━━━ INPUT DATA

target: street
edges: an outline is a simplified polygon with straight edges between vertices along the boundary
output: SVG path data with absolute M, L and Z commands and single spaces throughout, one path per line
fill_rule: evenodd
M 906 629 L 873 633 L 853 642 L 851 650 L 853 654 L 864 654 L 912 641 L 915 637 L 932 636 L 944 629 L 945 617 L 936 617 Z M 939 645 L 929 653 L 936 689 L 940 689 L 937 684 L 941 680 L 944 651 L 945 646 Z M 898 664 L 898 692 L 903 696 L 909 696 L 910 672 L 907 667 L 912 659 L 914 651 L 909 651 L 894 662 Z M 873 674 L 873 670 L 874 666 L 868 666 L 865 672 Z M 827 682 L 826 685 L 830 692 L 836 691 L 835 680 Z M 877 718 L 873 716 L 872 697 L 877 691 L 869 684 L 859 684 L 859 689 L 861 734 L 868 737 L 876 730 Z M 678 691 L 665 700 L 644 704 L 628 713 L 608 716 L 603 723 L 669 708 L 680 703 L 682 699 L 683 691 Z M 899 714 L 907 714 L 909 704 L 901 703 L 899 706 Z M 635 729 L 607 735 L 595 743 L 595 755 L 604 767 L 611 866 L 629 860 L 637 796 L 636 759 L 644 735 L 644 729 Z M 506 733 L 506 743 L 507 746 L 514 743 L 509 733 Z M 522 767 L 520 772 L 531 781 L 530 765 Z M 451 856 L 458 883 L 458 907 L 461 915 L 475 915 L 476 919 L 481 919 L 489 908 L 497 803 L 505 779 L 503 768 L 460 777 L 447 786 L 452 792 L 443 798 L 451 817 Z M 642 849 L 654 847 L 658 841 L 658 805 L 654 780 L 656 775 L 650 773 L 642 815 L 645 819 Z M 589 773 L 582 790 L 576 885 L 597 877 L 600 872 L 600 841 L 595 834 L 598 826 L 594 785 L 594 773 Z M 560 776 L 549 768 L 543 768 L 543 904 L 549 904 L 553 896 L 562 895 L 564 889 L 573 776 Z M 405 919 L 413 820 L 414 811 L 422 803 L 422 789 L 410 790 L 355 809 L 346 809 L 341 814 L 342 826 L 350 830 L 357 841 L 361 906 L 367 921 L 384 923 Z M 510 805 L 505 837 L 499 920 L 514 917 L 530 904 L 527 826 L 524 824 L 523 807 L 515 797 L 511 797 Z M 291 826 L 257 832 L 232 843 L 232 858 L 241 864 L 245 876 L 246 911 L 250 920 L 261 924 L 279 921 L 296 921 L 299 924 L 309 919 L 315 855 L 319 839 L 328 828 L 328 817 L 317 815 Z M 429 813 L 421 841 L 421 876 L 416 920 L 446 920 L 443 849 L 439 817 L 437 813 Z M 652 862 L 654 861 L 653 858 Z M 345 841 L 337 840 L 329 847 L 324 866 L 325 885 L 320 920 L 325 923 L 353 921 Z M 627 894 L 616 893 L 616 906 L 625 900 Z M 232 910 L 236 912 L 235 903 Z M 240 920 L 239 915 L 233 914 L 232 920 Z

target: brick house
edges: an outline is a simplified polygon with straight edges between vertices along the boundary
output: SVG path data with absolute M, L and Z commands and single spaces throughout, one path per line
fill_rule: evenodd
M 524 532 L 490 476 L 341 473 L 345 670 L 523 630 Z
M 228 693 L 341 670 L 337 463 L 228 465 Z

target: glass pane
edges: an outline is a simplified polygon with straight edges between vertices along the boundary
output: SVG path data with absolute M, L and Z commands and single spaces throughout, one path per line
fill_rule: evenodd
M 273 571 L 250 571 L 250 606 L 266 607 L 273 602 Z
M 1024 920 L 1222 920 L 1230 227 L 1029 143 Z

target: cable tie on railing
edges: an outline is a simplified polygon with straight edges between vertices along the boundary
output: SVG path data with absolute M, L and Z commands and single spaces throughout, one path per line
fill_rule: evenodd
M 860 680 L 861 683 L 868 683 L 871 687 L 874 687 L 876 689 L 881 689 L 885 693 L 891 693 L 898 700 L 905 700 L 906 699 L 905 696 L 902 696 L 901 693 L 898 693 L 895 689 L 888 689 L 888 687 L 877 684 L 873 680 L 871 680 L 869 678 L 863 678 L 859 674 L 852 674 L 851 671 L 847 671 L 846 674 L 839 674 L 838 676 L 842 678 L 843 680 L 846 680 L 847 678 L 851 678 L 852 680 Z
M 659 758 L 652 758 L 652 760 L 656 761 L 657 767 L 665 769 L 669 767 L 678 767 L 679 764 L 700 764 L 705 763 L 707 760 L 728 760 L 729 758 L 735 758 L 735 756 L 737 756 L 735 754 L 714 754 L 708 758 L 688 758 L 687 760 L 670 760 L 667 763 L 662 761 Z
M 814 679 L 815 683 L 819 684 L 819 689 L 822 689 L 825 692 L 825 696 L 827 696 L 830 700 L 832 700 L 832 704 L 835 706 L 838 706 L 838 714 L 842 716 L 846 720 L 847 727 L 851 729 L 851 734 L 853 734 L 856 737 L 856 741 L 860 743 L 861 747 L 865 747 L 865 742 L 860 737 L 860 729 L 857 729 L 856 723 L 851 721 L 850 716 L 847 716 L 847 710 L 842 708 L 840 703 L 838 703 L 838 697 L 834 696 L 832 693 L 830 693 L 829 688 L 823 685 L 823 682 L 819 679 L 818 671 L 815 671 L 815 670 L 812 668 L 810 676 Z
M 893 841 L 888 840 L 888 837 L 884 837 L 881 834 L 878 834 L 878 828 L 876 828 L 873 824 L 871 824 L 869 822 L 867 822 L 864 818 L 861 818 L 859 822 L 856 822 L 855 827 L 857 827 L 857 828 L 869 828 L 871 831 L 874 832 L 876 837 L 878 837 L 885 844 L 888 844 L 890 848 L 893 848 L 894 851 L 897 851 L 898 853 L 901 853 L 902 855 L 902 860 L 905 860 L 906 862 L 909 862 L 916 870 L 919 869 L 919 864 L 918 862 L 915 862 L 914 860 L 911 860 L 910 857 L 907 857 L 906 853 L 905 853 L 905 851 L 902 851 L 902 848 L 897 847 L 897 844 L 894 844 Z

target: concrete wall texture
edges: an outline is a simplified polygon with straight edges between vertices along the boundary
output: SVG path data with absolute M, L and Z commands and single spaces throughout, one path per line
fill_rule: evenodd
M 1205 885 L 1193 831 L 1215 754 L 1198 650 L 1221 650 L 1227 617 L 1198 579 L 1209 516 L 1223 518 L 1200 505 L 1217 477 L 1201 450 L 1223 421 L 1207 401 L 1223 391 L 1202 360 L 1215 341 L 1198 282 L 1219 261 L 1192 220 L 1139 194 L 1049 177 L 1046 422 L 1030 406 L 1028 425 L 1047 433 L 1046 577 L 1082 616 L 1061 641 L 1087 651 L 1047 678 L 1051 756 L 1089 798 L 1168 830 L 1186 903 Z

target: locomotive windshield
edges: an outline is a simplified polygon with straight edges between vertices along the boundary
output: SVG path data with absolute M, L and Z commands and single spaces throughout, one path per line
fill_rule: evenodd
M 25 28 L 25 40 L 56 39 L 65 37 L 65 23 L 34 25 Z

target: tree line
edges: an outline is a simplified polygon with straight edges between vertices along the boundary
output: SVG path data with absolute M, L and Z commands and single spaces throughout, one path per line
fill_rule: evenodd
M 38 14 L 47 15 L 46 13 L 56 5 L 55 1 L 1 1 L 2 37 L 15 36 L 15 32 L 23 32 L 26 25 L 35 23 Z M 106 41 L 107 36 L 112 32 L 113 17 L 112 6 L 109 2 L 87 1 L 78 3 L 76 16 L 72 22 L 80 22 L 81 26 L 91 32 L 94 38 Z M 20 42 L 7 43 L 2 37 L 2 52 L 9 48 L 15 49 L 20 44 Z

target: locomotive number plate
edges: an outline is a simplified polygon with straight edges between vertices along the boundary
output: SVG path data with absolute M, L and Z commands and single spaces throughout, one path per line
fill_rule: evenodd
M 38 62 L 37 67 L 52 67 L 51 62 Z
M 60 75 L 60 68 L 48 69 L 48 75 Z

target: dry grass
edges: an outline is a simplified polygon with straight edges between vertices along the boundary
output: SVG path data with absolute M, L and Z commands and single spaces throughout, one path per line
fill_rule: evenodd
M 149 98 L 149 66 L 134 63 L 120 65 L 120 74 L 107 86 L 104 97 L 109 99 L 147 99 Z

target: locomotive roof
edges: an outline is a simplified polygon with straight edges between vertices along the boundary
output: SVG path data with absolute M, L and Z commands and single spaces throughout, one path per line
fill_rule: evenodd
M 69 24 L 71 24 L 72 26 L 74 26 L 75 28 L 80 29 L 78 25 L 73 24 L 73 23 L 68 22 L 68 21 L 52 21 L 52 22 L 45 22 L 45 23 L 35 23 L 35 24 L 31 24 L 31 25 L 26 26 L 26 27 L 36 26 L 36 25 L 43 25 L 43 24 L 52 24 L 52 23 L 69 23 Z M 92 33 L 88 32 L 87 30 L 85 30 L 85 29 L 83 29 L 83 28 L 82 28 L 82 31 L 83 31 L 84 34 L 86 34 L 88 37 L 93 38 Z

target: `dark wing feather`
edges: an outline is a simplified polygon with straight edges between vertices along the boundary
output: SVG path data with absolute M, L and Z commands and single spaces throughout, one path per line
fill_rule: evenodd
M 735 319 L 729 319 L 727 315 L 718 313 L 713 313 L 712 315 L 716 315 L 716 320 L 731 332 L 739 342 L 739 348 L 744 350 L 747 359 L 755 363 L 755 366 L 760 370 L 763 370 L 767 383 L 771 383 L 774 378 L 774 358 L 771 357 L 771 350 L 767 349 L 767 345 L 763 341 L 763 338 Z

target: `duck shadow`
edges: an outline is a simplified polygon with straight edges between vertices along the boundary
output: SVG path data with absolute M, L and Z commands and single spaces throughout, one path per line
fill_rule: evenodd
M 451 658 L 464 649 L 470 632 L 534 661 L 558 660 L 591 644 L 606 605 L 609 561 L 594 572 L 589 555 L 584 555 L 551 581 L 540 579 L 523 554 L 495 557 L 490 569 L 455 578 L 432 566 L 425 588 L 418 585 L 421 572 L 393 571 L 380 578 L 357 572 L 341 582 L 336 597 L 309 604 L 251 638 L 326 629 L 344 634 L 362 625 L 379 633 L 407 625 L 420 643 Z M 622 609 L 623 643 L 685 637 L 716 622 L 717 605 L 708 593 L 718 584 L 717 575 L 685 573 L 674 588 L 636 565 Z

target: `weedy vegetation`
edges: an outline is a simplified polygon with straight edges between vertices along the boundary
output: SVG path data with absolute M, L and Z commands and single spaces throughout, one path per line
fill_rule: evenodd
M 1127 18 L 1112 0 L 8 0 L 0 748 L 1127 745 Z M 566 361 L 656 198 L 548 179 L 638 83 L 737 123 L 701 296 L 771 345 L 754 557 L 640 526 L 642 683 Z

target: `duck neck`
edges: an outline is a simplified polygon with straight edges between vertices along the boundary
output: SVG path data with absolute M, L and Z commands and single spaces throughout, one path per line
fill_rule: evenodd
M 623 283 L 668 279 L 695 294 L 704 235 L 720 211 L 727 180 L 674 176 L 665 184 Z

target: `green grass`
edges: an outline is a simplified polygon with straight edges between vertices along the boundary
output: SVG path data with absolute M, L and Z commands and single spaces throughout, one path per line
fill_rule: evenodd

━━━━━━

Output the part of the material that opens with the line containing "target: locomotive number plate" and closes with the line containing "M 60 75 L 60 68 L 48 69 L 48 75 Z", both included, as a Markdown table with the columns Row and Line. Number each line in Row, put the line itself in Line, and omit any blank lines.

| Row | Line |
|---|---|
| 1 | target: locomotive number plate |
| 2 | edges: an outline is a simplified polygon with straight edges between vertices along the boundary |
| 3 | output: SVG path data with absolute M, L and Z commands and single spaces throughout, one path per line |
| 4 | fill_rule: evenodd |
| 5 | M 38 62 L 37 67 L 52 67 L 51 62 Z |
| 6 | M 60 75 L 60 68 L 48 69 L 48 75 Z |